EXCERPT PROVIDED Start Marker

“Talk of greater stimulus and restriction relief next week is being taken as more forward-looking information than what we learned today”, former trader Richard Breslow wrote Friday, summing up buoyant risk sentiment attributable to hopes that parts of the US economy can start down the road to normalization soon.
Risk appetite appears to be getting an extra boost from early signs of effectiveness in virus patients taking an experimental Gilead therapy.
If US equities can manage a gain Friday, it would mean a second consecutive weekly advance. Last week, you’ll recall, was the best week since 1974.
No small feat if the S&P can manage another weekly gain after that kind of “bear market bounce”.
At a certain point, we may have to abandon the “bear market rally” characterization. As absurd as it would seem to declare this bear already vanquished, “it doesn’t pay to rail that traders are getting it wrong if you don’t like how things go”, as the above-mentioned Breslow puts it.
Meanwhile, flows are normalizing. Prime money funds saw a second straight week of inflows, indicating the Fed has restored some measure of confidence with efforts to support funding markets, while high yield funds posted a record weekly inflow for the second week in three, on Lipper’s data. Overall, it was the third straight week of inflows into high yield.
“You can thank the Fed”, one money manager told Bloomberg.
High yield spreads have come in handily since the distressed levels seen during the worst of last month’s dramatics. Even high yield energy has improved.
“Thank the Fed” indeed. It’s nice to have the benefactors with the printing presses backstopping risk assets, although there are now shrill cries from the likes of Howard Marks and Jeff Gundlach, who are ostensibly concerned about “moral hazard”.
“The Federal Reserve is presently acting in blatant non-compliance with the Federal Reserve Act of 1913”, Gundlach absurdly tweeted earlier this week. “An institution violating the rules of its own charter is de facto admitting that said institution has failed and is fundamentally broken.”
It’s hard to take that kind of thing seriously. Even if you agree with Jeff, how angry can he be, really? He’s a billionaire. By his own admission, the crisis is affording him rare opportunities to buy “blue chip” art on the cheap. That’s Jeff’s silver lining. For Main Street, a silver lining right now might just be finding an extra can of Vienna sausages in an otherwise bare cupboard. Or discovering a quarter at the bottom of a loose change pile you thought consisted solely of dimes, nickels and pennies.

EXCERPT PROVIDED End Marker
INFORMATION SHOWN Start Marker

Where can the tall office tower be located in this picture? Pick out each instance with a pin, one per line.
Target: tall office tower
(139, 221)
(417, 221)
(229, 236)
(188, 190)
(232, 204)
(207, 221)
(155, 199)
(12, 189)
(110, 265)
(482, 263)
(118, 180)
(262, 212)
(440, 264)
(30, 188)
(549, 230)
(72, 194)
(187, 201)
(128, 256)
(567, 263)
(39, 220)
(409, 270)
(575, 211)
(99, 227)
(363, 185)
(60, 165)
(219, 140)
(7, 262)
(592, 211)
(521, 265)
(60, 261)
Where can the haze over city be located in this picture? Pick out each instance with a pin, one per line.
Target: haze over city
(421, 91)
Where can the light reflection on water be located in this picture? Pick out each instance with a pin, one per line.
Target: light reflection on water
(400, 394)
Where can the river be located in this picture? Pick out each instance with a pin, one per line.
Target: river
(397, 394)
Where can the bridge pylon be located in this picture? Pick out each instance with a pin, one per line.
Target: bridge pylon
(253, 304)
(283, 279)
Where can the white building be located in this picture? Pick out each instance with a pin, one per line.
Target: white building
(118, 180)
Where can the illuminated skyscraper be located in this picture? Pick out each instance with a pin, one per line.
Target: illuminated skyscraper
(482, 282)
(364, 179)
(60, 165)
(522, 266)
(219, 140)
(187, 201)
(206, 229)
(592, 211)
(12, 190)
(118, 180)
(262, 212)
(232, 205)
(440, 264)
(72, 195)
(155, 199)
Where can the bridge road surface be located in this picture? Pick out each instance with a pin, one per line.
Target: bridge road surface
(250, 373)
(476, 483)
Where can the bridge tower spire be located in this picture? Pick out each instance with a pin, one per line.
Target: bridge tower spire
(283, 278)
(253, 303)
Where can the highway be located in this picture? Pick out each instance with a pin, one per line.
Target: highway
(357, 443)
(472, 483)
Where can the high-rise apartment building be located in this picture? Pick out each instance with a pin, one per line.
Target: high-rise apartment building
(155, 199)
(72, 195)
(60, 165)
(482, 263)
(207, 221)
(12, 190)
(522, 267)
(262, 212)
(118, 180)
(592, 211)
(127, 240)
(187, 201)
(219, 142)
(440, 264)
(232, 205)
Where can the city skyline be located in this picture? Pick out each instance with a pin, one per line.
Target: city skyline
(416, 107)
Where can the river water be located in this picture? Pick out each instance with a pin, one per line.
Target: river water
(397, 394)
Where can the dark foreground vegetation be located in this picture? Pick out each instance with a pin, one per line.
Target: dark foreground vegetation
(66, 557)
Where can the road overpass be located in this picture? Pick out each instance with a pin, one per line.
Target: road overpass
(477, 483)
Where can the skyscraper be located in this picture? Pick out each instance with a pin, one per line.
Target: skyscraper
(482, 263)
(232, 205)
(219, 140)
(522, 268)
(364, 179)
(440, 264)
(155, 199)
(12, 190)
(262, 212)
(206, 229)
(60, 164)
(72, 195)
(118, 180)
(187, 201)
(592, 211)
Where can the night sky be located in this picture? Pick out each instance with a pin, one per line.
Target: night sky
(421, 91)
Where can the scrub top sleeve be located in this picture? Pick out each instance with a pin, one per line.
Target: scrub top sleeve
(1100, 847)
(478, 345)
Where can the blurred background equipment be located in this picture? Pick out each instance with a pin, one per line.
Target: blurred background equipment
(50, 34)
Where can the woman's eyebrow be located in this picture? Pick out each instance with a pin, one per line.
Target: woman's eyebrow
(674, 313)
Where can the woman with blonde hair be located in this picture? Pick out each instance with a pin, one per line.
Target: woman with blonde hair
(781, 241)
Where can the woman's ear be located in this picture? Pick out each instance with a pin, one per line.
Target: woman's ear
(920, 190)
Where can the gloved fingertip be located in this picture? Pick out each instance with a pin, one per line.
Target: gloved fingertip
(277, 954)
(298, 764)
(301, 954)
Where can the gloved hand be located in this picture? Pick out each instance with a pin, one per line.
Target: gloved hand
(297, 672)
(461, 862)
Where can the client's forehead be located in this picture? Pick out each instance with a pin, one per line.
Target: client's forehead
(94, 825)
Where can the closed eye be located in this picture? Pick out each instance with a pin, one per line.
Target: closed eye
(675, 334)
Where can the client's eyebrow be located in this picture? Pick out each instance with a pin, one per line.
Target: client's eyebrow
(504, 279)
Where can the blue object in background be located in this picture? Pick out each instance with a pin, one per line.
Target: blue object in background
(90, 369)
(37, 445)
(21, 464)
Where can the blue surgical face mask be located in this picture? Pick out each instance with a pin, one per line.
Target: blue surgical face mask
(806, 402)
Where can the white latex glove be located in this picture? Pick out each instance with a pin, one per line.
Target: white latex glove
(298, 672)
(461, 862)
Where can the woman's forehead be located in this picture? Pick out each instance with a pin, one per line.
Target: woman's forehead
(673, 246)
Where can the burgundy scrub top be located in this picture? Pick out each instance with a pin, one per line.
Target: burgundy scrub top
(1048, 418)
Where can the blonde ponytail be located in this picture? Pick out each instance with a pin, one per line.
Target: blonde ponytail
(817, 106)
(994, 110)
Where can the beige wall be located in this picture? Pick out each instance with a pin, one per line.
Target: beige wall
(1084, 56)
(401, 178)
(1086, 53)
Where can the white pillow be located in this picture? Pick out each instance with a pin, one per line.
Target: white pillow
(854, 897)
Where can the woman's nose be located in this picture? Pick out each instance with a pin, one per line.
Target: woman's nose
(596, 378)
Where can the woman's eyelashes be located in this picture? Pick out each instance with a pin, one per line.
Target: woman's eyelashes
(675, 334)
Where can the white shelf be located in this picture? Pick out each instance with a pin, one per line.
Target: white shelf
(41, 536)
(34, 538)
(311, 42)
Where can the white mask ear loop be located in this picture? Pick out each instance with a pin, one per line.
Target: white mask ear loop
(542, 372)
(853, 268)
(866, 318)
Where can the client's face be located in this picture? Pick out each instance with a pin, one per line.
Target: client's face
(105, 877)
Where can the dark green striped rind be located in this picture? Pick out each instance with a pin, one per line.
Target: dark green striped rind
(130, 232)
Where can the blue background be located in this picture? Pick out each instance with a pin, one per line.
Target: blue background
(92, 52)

INFORMATION SHOWN End Marker

PARTS OF THE EXERCISE -
[1] Which people does the market commentary on stocks and the Fed name?
[2] Could you carry on the market commentary about the Fed and risk assets, picking up after its last sentence?

ANSWERS FOR THE TASKS -
[1] Richard Breslow, Howard Marks, Jeff Gundlach

[2]
In any event, investment grade funds saw their first inflow in seven weeks, yet another sign that the Fed has been successful in restoring confidence to previously beset parts of the market. IG was the locus of pain during last month’s rout, and funds hemorrhaged cash during March’s scariest weeks.
You get the idea. Things are looking up. Or at least they are for financial assets.
“Markets are generally focusing on positive news-flow, with the magnitude of China’s economic contraction not far off from expectations, while countries continue to take steps to exit lockdown measures and progress is being made on treatments for COVID-19”, SocGen’s Jason Daw wrote Friday.
Still, it comes with the obligatory caveats. “Second waves” of the virus may be in the cards and the reaction this week to the Empire Fed crash, industrial production slump and record drop in retail sales stateside suggests not all depression-like data will be digested with alacrity.
“There’s still the possibility of second and third waves [of virus infection] if the reopening occurs too soon”, an analyst at Manulife Investment in London told Bloomberg Friday. “But I think the early message is that lockdowns work and the end of the bad news could be in sight”.
Again, that doesn’t apply to Main Street. There is no “end in sight” for regular folks, 22 million of whom are recently jobless, effectively offsetting all of the job creation over a decade – and then some.